I removed handling pointers: actually aren't we supposed to not support pointers ? Since they have to be used with a cista::unique_ptr or cista::shared_ptr ?

from cista.

felixguendling commented on May 23, 2024

Thank you very much!

I converted it to C++17 compatible code: https://gcc.godbolt.org/z/P7zErb68q

Since the pair<hash_t, done_map> was always passed around together (either as argument or return value), I made a separate struct hash_data + some small other refactorings.

I removed handling pointers: actually aren't we supposed to not support pointers ? Since they have to be used with a cista::unique_ptr or cista::shared_ptr

Raw pointers are fully supported by cista. cista::raw::ptr<T> is just an alias to T*. cista::offset::ptr<T> is a class that stores the actual address it's pointing to relative to this and computes the actual address on access (dereference). unique_ptr and shared_ptr are used to express ownership over the pointed to memory (in cista but also in std). However, this is not sufficient if you want to have non-owning pointers. Therefore, cista also supports to serialize and deserialize raw pointers (to express "I point to something, but I don't own it"). So this should definitely be supported by type-hashing.

For reference, I paste the code here (not sure how permanent those Compiler Explorer links are):

#include "cista.h"

**Data provided**
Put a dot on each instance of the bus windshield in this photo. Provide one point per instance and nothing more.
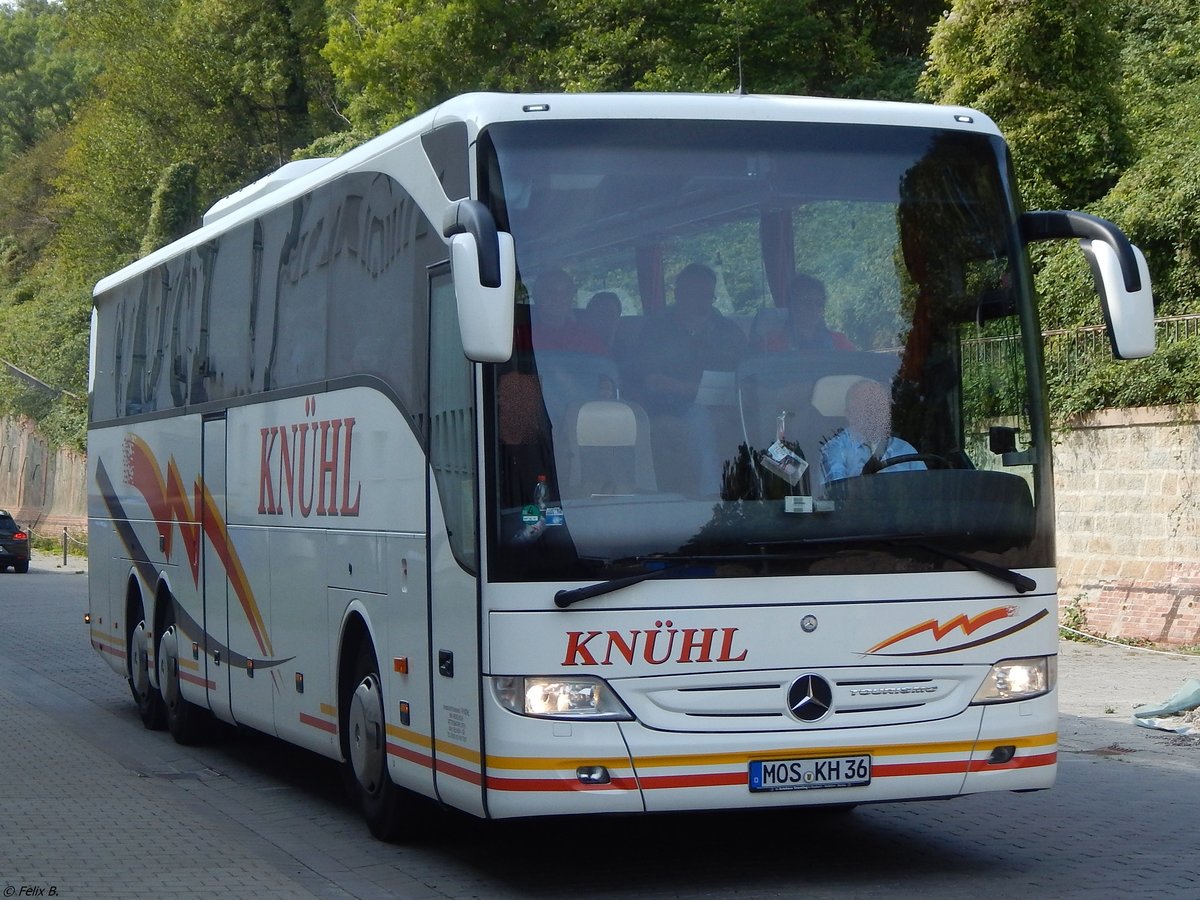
(769, 348)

**Tasks and exercises**
(a) Summarize the cista pointer discussion in two sentences.
(b) Reproduce the cista pointer discussion word for word, starting at "Raw pointers are" and ending at "supported by type-hashing.".
The material is not needed for this.

**Solutions to the tasks**
(a) A question is raised about whether pointers should go unsupported, since they have to be used with cista::unique_ptr or cista::shared_ptr. felixguendling converted the code to C++17, bundled the always-paired hash_t and done_map into a struct hash_data, and explained that cista fully supports raw pointers to express non-owning references, so type-hashing should definitely support them.

(b)
Raw pointers are fully supported by cista. cista::raw::ptr<T> is just an alias to T*. cista::offset::ptr<T> is a class that stores the actual address it's pointing to relative to this and computes the actual address on access (dereference). unique_ptr and shared_ptr are used to express ownership over the pointed to memory (in cista but also in std). However, this is not sufficient if you want to have non-owning pointers. Therefore, cista also supports to serialize and deserialize raw pointers (to express "I point to something, but I don't own it"). So this should definitely be supported by type-hashing.